The first two films have had other celebrity cameos. In Casper, there was Don Novello reprising his role as Father Guido Sarducci from Saturday Night Live as well as Dan Aykroyd reprising his role as Ghostbuster Raymond "Ray" Stantz. Clint Eastwood, Rodney Dangerfield, Mel Gibson and the Crypt Keeper all appeared in Dr. James Harvey's reflection. Steven Spielberg was also supposed to appear in the reflection, but was cut out. In Casper: A Spirited Beginning, there was Brian Doyle-Murray portraying the head construction worker Foreman Dave who was one of the witnesses petrified of the Ghostly Trio, Debi Mazar (who was uncredited in the film) portraying Tim Carson's secretary assistant Angie, and Sherman Hemsley portraying a store owner who was unintentionally saved by Casper when he was being robbed.

EXERCISE 1> Reproduce the passage on the Casper cameos from "The first two" to "was being robbed.".
The passage on the Casper cameos and the rows after it are unrelated to each other.

EXTRACTED MATERIAL>

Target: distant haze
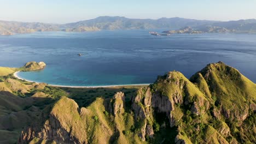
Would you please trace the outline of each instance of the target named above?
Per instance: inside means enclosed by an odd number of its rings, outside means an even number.
[[[230,21],[256,19],[256,1],[0,0],[0,20],[64,23],[99,16]]]

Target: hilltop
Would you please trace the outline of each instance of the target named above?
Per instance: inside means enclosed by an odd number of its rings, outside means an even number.
[[[2,110],[9,111],[6,116],[34,111],[36,107],[39,109],[35,112],[41,113],[37,115],[38,121],[29,120],[33,114],[19,114],[15,119],[26,116],[22,119],[28,123],[14,127],[17,122],[12,121],[9,127],[3,125],[5,135],[25,127],[19,143],[256,142],[256,85],[220,62],[207,65],[189,79],[172,71],[149,86],[132,91],[117,88],[114,93],[108,88],[36,86],[39,84],[10,75],[2,79],[10,90],[0,94],[4,100],[1,107],[5,107]],[[27,92],[16,92],[20,87]],[[36,104],[28,100],[36,98]]]
[[[163,17],[153,20],[129,19],[121,16],[100,16],[91,20],[61,25],[0,21],[0,35],[13,35],[42,31],[86,32],[157,28],[171,29],[168,31],[181,29],[179,31],[182,31],[185,27],[193,28],[193,31],[203,32],[255,33],[256,20],[222,22],[181,17]],[[168,31],[165,32],[168,33]],[[173,32],[170,33],[172,33]]]

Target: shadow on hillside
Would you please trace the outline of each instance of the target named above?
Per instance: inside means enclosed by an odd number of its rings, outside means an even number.
[[[125,94],[126,101],[131,100],[137,94],[138,88],[145,86],[118,87],[114,88],[60,88],[69,94],[69,98],[73,99],[80,107],[86,107],[94,101],[96,98],[112,98],[118,92]]]
[[[54,101],[51,98],[22,98],[0,91],[0,140],[16,143],[25,128],[44,123]]]

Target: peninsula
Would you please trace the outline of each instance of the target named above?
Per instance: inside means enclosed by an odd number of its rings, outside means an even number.
[[[193,28],[189,33],[256,32],[256,20],[241,20],[222,22],[197,20],[180,17],[161,18],[157,20],[129,19],[121,16],[100,16],[97,18],[65,24],[40,22],[20,22],[0,21],[0,35],[43,31],[86,32],[101,30],[171,29],[166,33],[187,33],[183,28]],[[179,29],[174,31],[175,29]],[[183,31],[183,32],[182,32]]]
[[[113,88],[35,83],[15,77],[19,70],[0,67],[2,142],[256,142],[256,85],[221,62],[189,79],[172,71]]]

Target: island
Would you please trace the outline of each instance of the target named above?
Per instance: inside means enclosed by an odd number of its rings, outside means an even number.
[[[0,67],[4,143],[256,141],[256,84],[222,62],[189,79],[173,70],[149,86],[108,88],[58,87],[14,76],[24,68]]]
[[[188,32],[188,29],[186,29],[188,27],[193,29],[190,29]],[[256,33],[256,20],[218,21],[181,17],[162,17],[158,20],[151,20],[128,19],[121,16],[100,16],[91,20],[61,25],[0,20],[0,35],[13,35],[44,31],[85,32],[101,30],[159,28],[172,29],[166,31],[165,33],[167,34],[201,32],[254,33]],[[157,34],[153,35],[158,35]]]

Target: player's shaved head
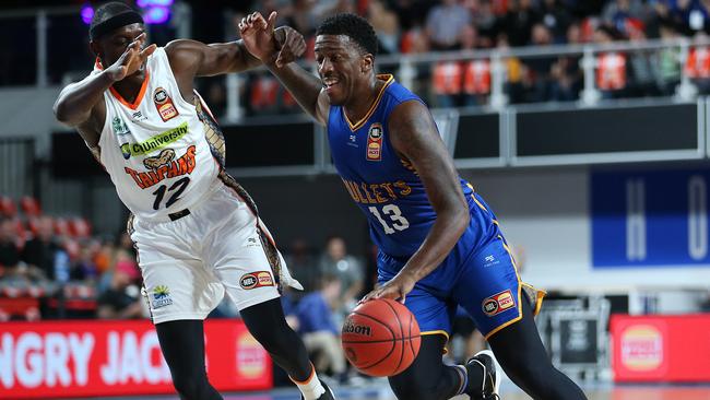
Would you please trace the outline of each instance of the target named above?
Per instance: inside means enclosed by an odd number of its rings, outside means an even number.
[[[120,1],[111,1],[99,5],[94,11],[94,17],[88,26],[88,35],[92,40],[121,26],[143,23],[143,17],[130,5]]]

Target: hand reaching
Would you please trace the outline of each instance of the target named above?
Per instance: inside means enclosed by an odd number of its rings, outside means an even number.
[[[142,33],[135,38],[135,40],[128,45],[121,57],[106,69],[106,73],[108,73],[114,81],[120,81],[138,71],[147,57],[157,48],[156,45],[150,45],[141,50],[144,43],[145,33]]]
[[[382,286],[368,293],[359,303],[375,298],[392,298],[404,304],[407,293],[412,292],[416,280],[409,274],[400,273]]]
[[[269,15],[269,21],[260,12],[255,12],[241,19],[238,27],[249,52],[264,63],[273,61],[281,68],[306,51],[306,42],[292,27],[282,26],[274,31],[275,23],[275,11]]]

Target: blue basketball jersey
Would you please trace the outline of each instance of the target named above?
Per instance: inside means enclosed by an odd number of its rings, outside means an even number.
[[[414,167],[392,149],[388,121],[401,103],[424,102],[392,75],[378,79],[386,81],[384,86],[359,121],[351,121],[341,106],[330,107],[330,150],[345,188],[368,219],[370,236],[380,251],[409,257],[429,233],[436,212]],[[471,186],[461,179],[461,188],[471,203]]]

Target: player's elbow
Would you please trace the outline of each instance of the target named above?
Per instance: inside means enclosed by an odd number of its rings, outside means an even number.
[[[61,98],[58,98],[57,102],[55,102],[52,110],[55,113],[55,118],[59,122],[68,125],[70,127],[75,127],[83,121],[81,118],[82,116],[76,115],[76,113],[72,113],[71,106],[68,104],[68,102],[62,101]]]

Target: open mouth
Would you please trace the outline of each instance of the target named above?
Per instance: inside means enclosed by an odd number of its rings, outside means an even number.
[[[340,84],[340,81],[335,78],[326,78],[323,79],[323,87],[326,87],[326,91],[330,92],[334,86]]]

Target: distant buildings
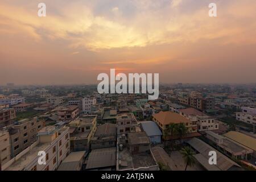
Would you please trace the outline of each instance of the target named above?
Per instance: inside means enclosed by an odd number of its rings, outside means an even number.
[[[250,124],[256,124],[256,108],[242,107],[242,112],[236,113],[236,119]]]
[[[14,109],[0,109],[0,128],[13,123],[15,118]]]
[[[38,141],[3,165],[5,171],[56,170],[69,154],[68,128],[47,126],[38,132]],[[38,163],[39,151],[46,154],[46,164]]]
[[[83,114],[90,114],[92,107],[96,104],[96,98],[85,97],[82,100]]]
[[[47,98],[47,102],[52,106],[56,107],[61,105],[63,103],[63,100],[61,97],[51,97]]]

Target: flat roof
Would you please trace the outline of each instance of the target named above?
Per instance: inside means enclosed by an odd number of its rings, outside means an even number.
[[[256,151],[256,140],[251,136],[234,131],[229,131],[224,135],[243,146]]]
[[[86,169],[115,166],[116,147],[92,150],[89,155]]]

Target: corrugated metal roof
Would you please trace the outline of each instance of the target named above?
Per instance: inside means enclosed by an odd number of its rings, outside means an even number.
[[[154,121],[148,121],[141,122],[141,125],[142,126],[144,131],[146,132],[147,135],[148,136],[162,135],[158,125]]]

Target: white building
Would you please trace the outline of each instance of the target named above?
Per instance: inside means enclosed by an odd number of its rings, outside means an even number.
[[[82,101],[82,113],[84,114],[90,114],[92,111],[92,106],[96,104],[96,98],[84,98]]]
[[[38,141],[2,166],[5,171],[56,170],[70,151],[68,127],[47,126],[38,132]],[[46,152],[45,164],[40,164],[39,151]]]
[[[61,97],[51,97],[47,99],[48,104],[51,104],[53,106],[57,106],[61,105],[63,103],[63,100]]]

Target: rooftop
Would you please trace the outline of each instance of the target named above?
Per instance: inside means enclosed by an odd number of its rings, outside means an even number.
[[[160,111],[154,114],[153,117],[163,125],[189,122],[189,121],[186,118],[171,111]]]

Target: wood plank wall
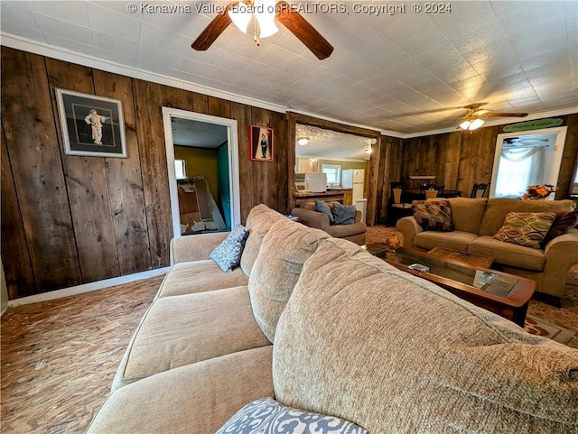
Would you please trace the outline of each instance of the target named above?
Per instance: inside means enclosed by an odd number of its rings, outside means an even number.
[[[128,158],[65,155],[56,88],[120,99]],[[1,106],[2,261],[11,300],[169,264],[163,106],[236,119],[242,221],[259,203],[287,212],[287,189],[279,188],[290,167],[284,114],[5,47]],[[250,125],[273,128],[274,162],[249,159]]]
[[[559,116],[567,125],[566,140],[558,176],[558,191],[555,199],[568,197],[571,179],[578,158],[578,114]],[[435,182],[445,184],[448,189],[459,189],[469,197],[475,182],[489,182],[494,163],[496,140],[502,134],[502,126],[480,128],[471,134],[455,132],[403,140],[401,161],[396,139],[387,139],[392,143],[386,168],[380,170],[384,178],[384,197],[379,201],[378,218],[387,214],[387,200],[391,195],[388,182],[402,180],[408,188],[417,188],[418,182],[409,180],[409,175],[435,175]],[[396,144],[393,144],[396,143]],[[399,169],[401,167],[401,170]],[[384,173],[384,175],[381,175]],[[388,177],[387,174],[388,173]],[[385,181],[387,181],[386,185]]]

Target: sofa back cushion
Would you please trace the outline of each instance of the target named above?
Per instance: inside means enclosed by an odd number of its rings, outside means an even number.
[[[578,421],[575,349],[335,238],[303,266],[273,369],[279,402],[368,432],[570,433]]]
[[[478,235],[488,199],[486,198],[452,198],[448,200],[452,207],[453,230]]]
[[[249,275],[249,296],[255,319],[271,342],[303,263],[330,236],[288,218],[275,223],[265,235]]]
[[[243,254],[241,255],[241,270],[247,276],[251,274],[253,264],[259,254],[261,243],[275,222],[287,220],[287,217],[266,205],[253,207],[247,217],[245,226],[249,230]]]
[[[570,199],[519,200],[517,199],[489,199],[479,235],[493,236],[504,224],[508,212],[555,213],[572,211],[574,208],[573,201]]]

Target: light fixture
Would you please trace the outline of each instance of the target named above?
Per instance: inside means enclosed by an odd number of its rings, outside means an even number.
[[[276,0],[247,0],[232,5],[228,16],[238,30],[248,33],[253,23],[253,38],[257,45],[261,38],[267,38],[279,31],[275,23],[277,14]]]
[[[472,131],[472,130],[477,130],[483,125],[484,125],[483,119],[472,116],[472,117],[469,117],[467,120],[460,124],[460,128],[461,128],[462,130]]]

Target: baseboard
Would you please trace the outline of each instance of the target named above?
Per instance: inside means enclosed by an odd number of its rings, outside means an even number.
[[[21,299],[10,300],[8,300],[8,307],[15,308],[16,306],[22,306],[23,304],[38,303],[40,301],[48,301],[49,300],[61,299],[63,297],[70,297],[71,295],[89,292],[91,291],[104,290],[106,288],[110,288],[111,286],[122,285],[123,283],[129,283],[131,282],[140,281],[142,279],[147,279],[149,277],[159,276],[167,272],[170,268],[171,267],[157,268],[155,270],[149,270],[147,272],[135,272],[135,274],[128,274],[126,276],[113,277],[111,279],[105,279],[104,281],[92,282],[90,283],[71,286],[70,288],[64,288],[62,290],[51,291],[50,292],[43,292],[42,294],[31,295],[29,297],[23,297]]]

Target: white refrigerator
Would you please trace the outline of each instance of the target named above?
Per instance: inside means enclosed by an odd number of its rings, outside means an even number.
[[[361,221],[365,221],[365,208],[367,199],[363,199],[363,184],[365,171],[363,169],[346,169],[341,171],[341,187],[351,189],[351,203],[361,211]]]

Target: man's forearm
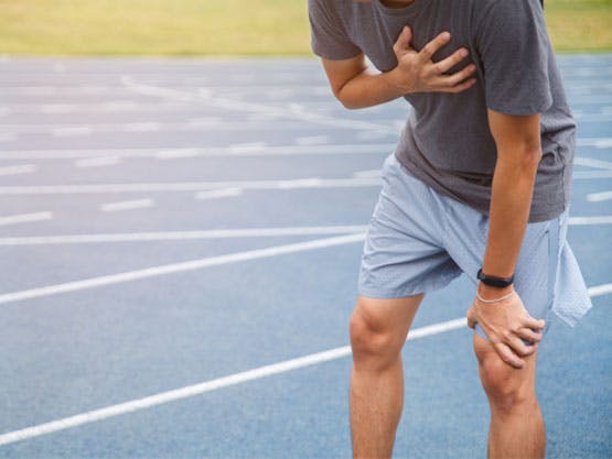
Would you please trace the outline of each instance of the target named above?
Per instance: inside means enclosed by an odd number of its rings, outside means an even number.
[[[393,84],[391,73],[394,70],[380,73],[373,68],[366,68],[348,80],[337,91],[336,97],[348,109],[373,107],[397,99],[402,94]]]
[[[529,219],[538,162],[539,152],[529,151],[497,160],[482,267],[486,274],[506,277],[514,273]]]

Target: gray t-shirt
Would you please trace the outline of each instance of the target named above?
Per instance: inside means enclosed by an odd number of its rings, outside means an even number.
[[[569,204],[576,123],[566,101],[539,0],[415,0],[388,8],[380,0],[309,0],[312,50],[329,59],[363,52],[382,72],[397,65],[393,52],[401,28],[412,30],[417,51],[443,31],[451,42],[439,62],[461,46],[476,84],[459,94],[420,92],[396,156],[439,193],[488,214],[497,150],[486,109],[508,114],[541,113],[543,157],[529,221],[561,214]]]

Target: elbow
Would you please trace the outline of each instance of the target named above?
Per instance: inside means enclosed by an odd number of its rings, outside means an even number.
[[[340,103],[342,103],[342,106],[348,110],[356,110],[358,108],[362,108],[351,97],[346,97],[346,95],[342,92],[342,89],[337,91],[334,90],[334,96],[340,101]]]
[[[539,142],[537,145],[525,145],[520,154],[522,164],[526,168],[537,170],[541,160],[541,147]]]
[[[339,99],[339,100],[342,103],[342,106],[348,110],[356,110],[358,108],[362,108],[361,106],[352,102],[351,100],[346,100],[346,99]]]
[[[503,161],[506,164],[512,164],[513,168],[525,172],[536,172],[541,160],[541,147],[539,142],[535,144],[525,144],[515,146],[507,153],[498,151],[497,161]]]

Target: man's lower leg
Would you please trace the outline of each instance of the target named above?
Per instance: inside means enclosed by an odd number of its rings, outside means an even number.
[[[544,458],[546,431],[534,396],[512,408],[491,407],[490,458]]]
[[[354,458],[390,458],[404,405],[401,356],[384,368],[353,363],[351,437]]]

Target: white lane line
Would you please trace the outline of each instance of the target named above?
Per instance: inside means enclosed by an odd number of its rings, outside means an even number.
[[[611,223],[612,217],[570,217],[570,226]],[[40,245],[99,242],[180,241],[194,239],[268,238],[283,236],[318,236],[365,232],[366,225],[289,227],[289,228],[237,228],[201,231],[151,231],[92,234],[24,236],[0,238],[0,245]]]
[[[587,195],[587,200],[589,203],[599,203],[608,199],[612,199],[612,192],[591,193]]]
[[[459,319],[447,320],[430,326],[415,328],[414,330],[410,330],[406,340],[410,341],[432,335],[443,334],[445,331],[451,331],[463,327],[466,327],[465,318],[463,317]],[[52,420],[50,423],[39,424],[36,426],[2,434],[0,435],[0,446],[9,445],[15,441],[22,441],[29,438],[40,437],[41,435],[51,434],[58,430],[78,427],[84,424],[95,423],[97,420],[133,413],[140,409],[147,409],[165,403],[202,395],[206,392],[228,387],[235,384],[241,384],[248,381],[259,380],[261,378],[267,378],[275,374],[286,373],[288,371],[298,370],[304,367],[329,362],[347,356],[351,356],[351,347],[342,346],[322,352],[311,353],[296,359],[283,360],[281,362],[272,363],[269,365],[258,367],[251,370],[234,373],[223,378],[217,378],[198,384],[187,385],[167,392],[160,392],[142,398],[131,400],[129,402],[119,403],[117,405],[107,406],[105,408],[93,409],[74,416],[64,417],[62,419]]]
[[[172,149],[160,150],[155,153],[148,154],[147,156],[155,156],[158,160],[174,160],[180,157],[201,156],[201,154],[198,149]]]
[[[0,226],[29,223],[31,221],[50,220],[53,218],[52,212],[34,212],[34,214],[20,214],[11,215],[8,217],[0,217]]]
[[[253,145],[253,144],[251,144]],[[163,156],[286,156],[286,155],[331,155],[331,154],[384,154],[388,155],[395,144],[325,144],[325,145],[273,145],[266,147],[180,147],[180,149],[93,149],[93,150],[21,150],[0,152],[1,160],[63,160],[77,157],[163,157]]]
[[[101,167],[112,166],[119,164],[121,159],[119,156],[100,156],[100,157],[85,157],[74,163],[76,167]]]
[[[297,178],[293,181],[279,181],[276,188],[279,189],[297,189],[297,188],[320,188],[323,186],[323,179],[319,177]]]
[[[71,113],[76,111],[74,103],[44,103],[40,108],[41,113]]]
[[[119,203],[107,203],[100,206],[103,212],[115,212],[119,210],[131,210],[131,209],[142,209],[144,207],[152,207],[154,204],[153,199],[132,199],[122,200]]]
[[[612,223],[612,216],[569,218],[569,225],[610,225],[610,223]]]
[[[382,171],[379,168],[373,168],[368,171],[357,171],[353,173],[353,177],[355,178],[373,178],[373,177],[380,177]]]
[[[266,151],[266,142],[236,143],[227,147],[228,154],[253,154]]]
[[[589,288],[589,295],[591,297],[605,295],[609,293],[612,293],[612,284],[598,285]],[[406,341],[426,338],[433,335],[440,335],[447,331],[464,328],[468,324],[465,321],[465,318],[460,317],[452,320],[415,328],[408,332]],[[178,400],[189,398],[195,395],[204,394],[206,392],[215,391],[217,389],[224,389],[248,381],[255,381],[261,378],[298,370],[304,367],[329,362],[332,360],[348,357],[351,356],[351,346],[342,346],[322,352],[311,353],[296,359],[283,360],[281,362],[272,363],[269,365],[258,367],[251,370],[234,373],[223,378],[217,378],[198,384],[192,384],[171,391],[160,392],[158,394],[149,395],[142,398],[131,400],[129,402],[119,403],[117,405],[110,405],[105,408],[93,409],[74,416],[64,417],[62,419],[52,420],[50,423],[8,431],[0,435],[0,446],[9,445],[33,437],[40,437],[41,435],[51,434],[58,430],[78,427],[84,424],[89,424],[97,420],[107,419],[109,417],[133,413],[140,409],[147,409],[165,403],[175,402]]]
[[[6,293],[0,295],[0,304],[20,302],[23,299],[39,298],[43,296],[56,295],[66,292],[76,292],[86,288],[99,287],[101,285],[119,284],[124,282],[137,281],[164,274],[173,274],[184,271],[200,270],[202,267],[218,266],[222,264],[237,263],[247,260],[257,260],[269,256],[277,256],[286,253],[304,252],[307,250],[322,249],[333,245],[342,245],[361,242],[365,233],[337,236],[334,238],[315,239],[313,241],[298,242],[286,245],[273,245],[267,249],[249,250],[246,252],[229,253],[226,255],[208,256],[203,259],[190,260],[180,263],[162,264],[136,271],[127,271],[118,274],[89,277],[82,281],[67,282],[63,284],[47,285],[44,287],[30,288],[20,292]]]
[[[380,186],[380,178],[296,178],[286,181],[167,182],[88,185],[0,186],[0,195],[73,195],[92,193],[197,192],[218,188],[288,189]]]
[[[345,128],[352,130],[377,130],[384,132],[398,133],[397,129],[393,129],[385,124],[377,124],[367,121],[340,119],[336,117],[314,113],[307,108],[298,106],[290,107],[270,107],[261,103],[245,102],[241,100],[233,100],[230,98],[222,98],[213,96],[211,88],[198,88],[196,94],[190,91],[181,91],[160,86],[146,85],[136,81],[132,77],[124,75],[121,83],[137,94],[152,95],[163,97],[171,100],[193,100],[194,98],[204,99],[210,107],[239,111],[240,113],[250,113],[258,116],[278,116],[283,120],[298,120],[325,127]],[[249,92],[253,89],[249,88]]]
[[[365,232],[367,226],[238,228],[203,231],[119,232],[97,234],[24,236],[0,238],[0,245],[40,245],[96,242],[182,241],[194,239],[269,238],[283,236],[322,236]]]
[[[159,122],[151,122],[151,121],[132,122],[132,123],[121,124],[119,129],[125,132],[154,132],[154,131],[161,131],[162,124]]]
[[[243,194],[241,188],[223,188],[223,189],[213,189],[211,192],[200,192],[195,195],[195,199],[217,199],[217,198],[227,198],[232,196],[240,196]]]
[[[330,141],[329,135],[307,135],[296,139],[297,145],[322,145]]]
[[[0,167],[0,175],[19,175],[19,174],[30,174],[36,171],[34,164],[19,164],[15,166]]]
[[[51,133],[58,138],[89,135],[94,130],[89,125],[75,125],[51,129]]]
[[[588,291],[591,296],[608,295],[612,293],[612,284],[594,285],[589,287]]]
[[[576,156],[573,159],[573,163],[580,166],[612,170],[612,162],[603,161],[603,160],[593,160],[591,157]]]
[[[611,149],[612,138],[584,138],[576,141],[578,146],[594,146],[595,149]]]
[[[610,171],[576,171],[572,178],[612,178],[612,170]]]

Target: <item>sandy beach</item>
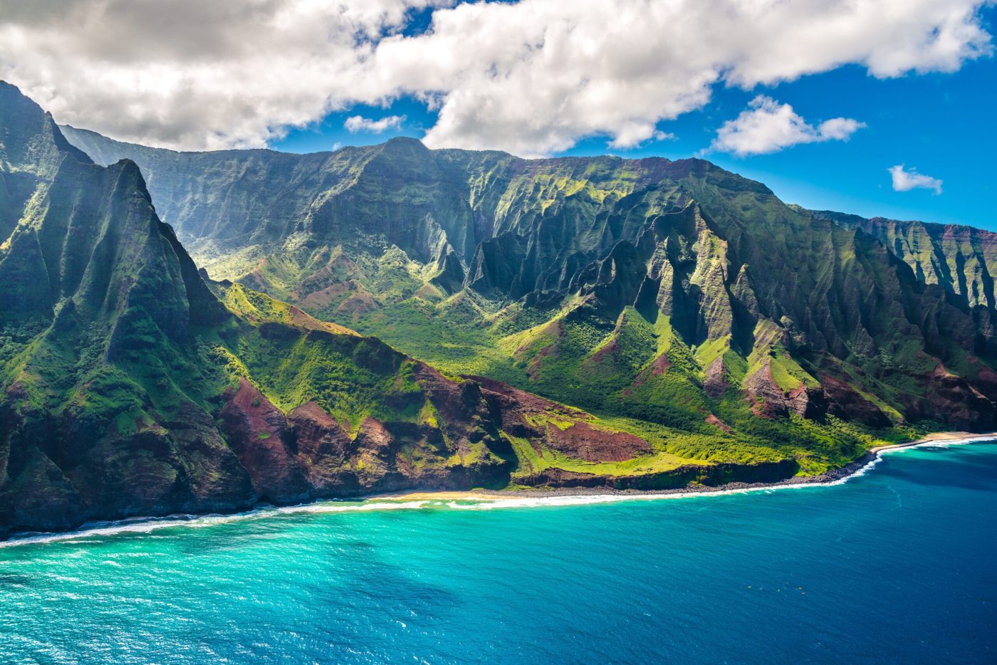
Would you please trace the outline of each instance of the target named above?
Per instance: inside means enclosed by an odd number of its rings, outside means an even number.
[[[879,458],[879,454],[885,451],[912,448],[931,443],[970,443],[973,441],[986,441],[997,439],[997,432],[983,434],[973,434],[971,432],[935,432],[920,439],[904,442],[902,444],[890,444],[888,446],[876,446],[870,448],[865,455],[855,460],[849,465],[840,469],[822,474],[820,476],[809,476],[802,478],[790,478],[778,483],[731,483],[718,487],[696,486],[686,488],[675,488],[668,490],[611,490],[607,488],[555,488],[549,490],[471,490],[467,492],[443,491],[443,492],[403,492],[386,495],[371,495],[366,497],[368,500],[385,501],[502,501],[515,500],[523,498],[541,499],[544,497],[571,497],[571,496],[599,496],[599,495],[624,495],[632,499],[655,499],[669,495],[710,495],[725,494],[730,492],[764,490],[767,488],[785,488],[788,486],[808,486],[808,485],[831,485],[840,483],[845,479],[854,476],[868,465]]]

EXERCISE 2> Transcribe the rows from their start through the line containing "[[[230,21],[256,19],[256,1],[0,0],[0,20],[64,23],[99,16]]]", both ends included, and omit the pictures from your answer.

FINAL RESULT 1>
The first two films have had other celebrity cameos. In Casper, there was Don Novello reprising his role as Father Guido Sarducci from Saturday Night Live as well as Dan Aykroyd reprising his role as Ghostbuster Raymond "Ray" Stantz. Clint Eastwood, Rodney Dangerfield, Mel Gibson and the Crypt Keeper all appeared in Dr. James Harvey's reflection. Steven Spielberg was also supposed to appear in the reflection, but was cut out. In Casper: A Spirited Beginning, there was Brian Doyle-Murray portraying the head construction worker Foreman Dave who was one of the witnesses petrified of the Ghostly Trio, Debi Mazar (who was uncredited in the film) portraying Tim Carson's secretary assistant Angie, and Sherman Hemsley portraying a store owner who was unintentionally saved by Casper when he was being robbed.

FINAL RESULT 2>
Target: distant haze
Would you please trace the outline of each instance of the target named above?
Per instance: inside means enclosed by an odd number of its rings, outside means an even number.
[[[230,21],[256,19],[256,1],[0,0],[0,20],[64,23],[99,16]]]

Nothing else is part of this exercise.